Rewrite the material below, beginning at the line that has "Crossing-audit request: pin the ski in" and stopping at the end of the material. Add -84 to every number in the marker coordinates, and keep every other line unchanged.

Pointing records
_ _ _ _ _

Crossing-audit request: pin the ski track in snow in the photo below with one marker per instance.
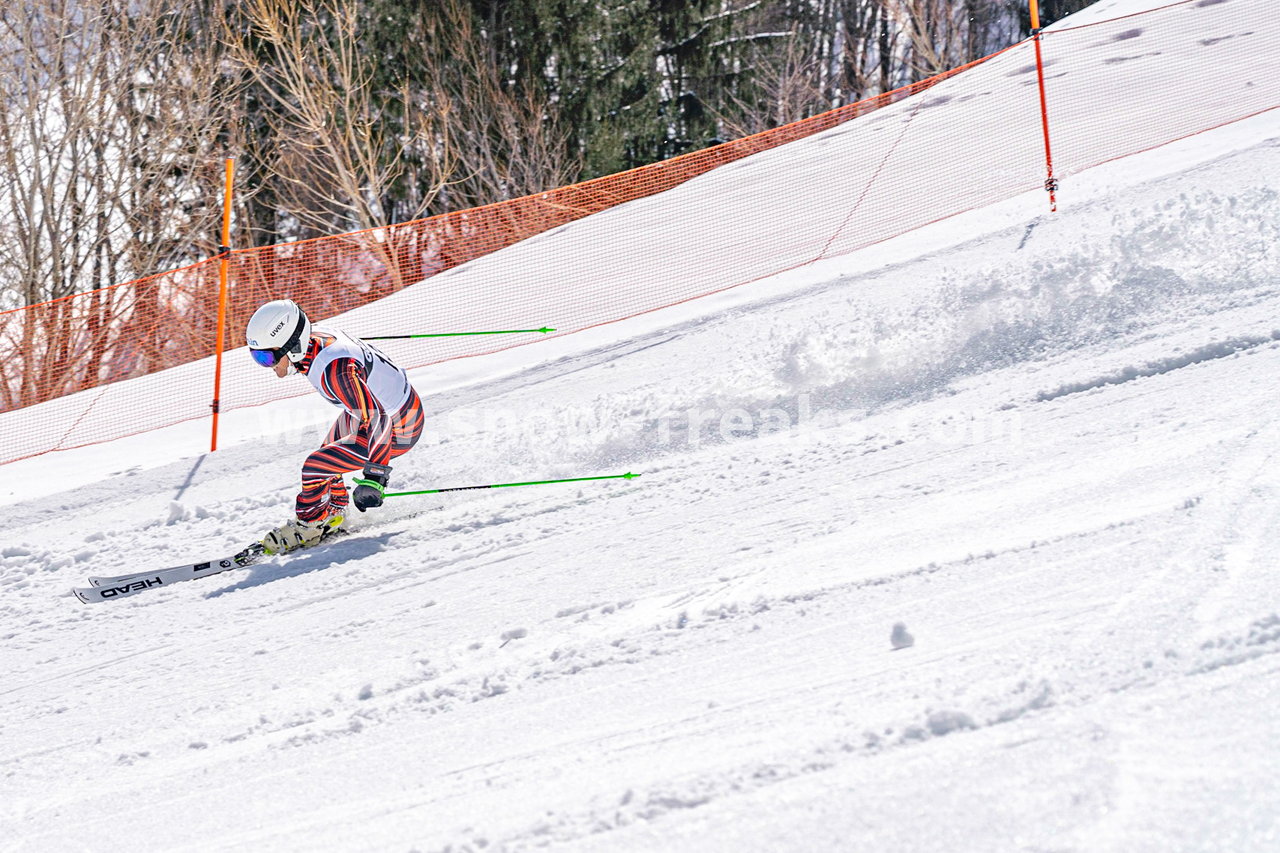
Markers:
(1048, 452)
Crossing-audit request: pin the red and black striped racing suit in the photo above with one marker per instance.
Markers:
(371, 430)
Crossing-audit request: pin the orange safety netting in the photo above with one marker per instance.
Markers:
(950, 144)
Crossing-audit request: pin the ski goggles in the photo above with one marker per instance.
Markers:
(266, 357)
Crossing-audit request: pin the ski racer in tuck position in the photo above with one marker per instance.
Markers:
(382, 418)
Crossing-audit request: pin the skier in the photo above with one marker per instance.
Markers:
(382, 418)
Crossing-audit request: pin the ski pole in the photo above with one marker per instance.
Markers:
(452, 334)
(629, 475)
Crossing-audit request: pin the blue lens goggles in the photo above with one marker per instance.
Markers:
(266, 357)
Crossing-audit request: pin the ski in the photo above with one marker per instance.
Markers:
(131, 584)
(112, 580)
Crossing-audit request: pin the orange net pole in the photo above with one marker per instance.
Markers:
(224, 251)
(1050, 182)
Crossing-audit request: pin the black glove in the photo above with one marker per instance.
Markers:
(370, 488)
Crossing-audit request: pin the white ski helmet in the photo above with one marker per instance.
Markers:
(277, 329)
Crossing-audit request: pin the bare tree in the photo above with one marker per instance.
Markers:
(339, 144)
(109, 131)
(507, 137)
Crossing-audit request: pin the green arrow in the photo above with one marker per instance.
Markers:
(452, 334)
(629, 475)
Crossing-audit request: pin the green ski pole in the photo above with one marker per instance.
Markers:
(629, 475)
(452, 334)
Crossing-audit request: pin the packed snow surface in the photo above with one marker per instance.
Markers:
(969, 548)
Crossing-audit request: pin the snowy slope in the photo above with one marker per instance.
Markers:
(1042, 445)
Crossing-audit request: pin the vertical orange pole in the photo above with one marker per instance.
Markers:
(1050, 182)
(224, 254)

_ _ _ _ _

Output for this exercise
Crossing-audit request: pin the ski in the photo above with one marker per instance.
Markers:
(47, 500)
(28, 496)
Crossing-audit request: pin the orange net pole in the photo above with one marker per instance.
Markers:
(140, 167)
(966, 98)
Crossing-audit request: pin the black glove in the photo above with one marker per instance.
Markers:
(286, 404)
Crossing-audit request: pin the white ski helmet in the photo above with one marker per instance.
Markers:
(193, 245)
Crossing-audit request: pin the bare tree in the photo above with one marker per instance.
Markers:
(255, 60)
(25, 47)
(423, 53)
Crossing-audit request: pin the green arrow in the photo above with one marker per instance.
Markers:
(368, 250)
(545, 391)
Crossing-audit request: pin the green ski pole in the photo above with one marker per instance.
Markers:
(545, 391)
(368, 250)
Crossing-audit request: pin the packed snow surface in the photo above with one marker per instance.
Markers:
(885, 464)
Crossing-audit request: pin the snowy slope in the photo above with one marker per instance.
Markers:
(958, 361)
Crossing-audit request: pin the vertical orange pole in the photo above with one marker per instance.
Markers:
(966, 98)
(140, 170)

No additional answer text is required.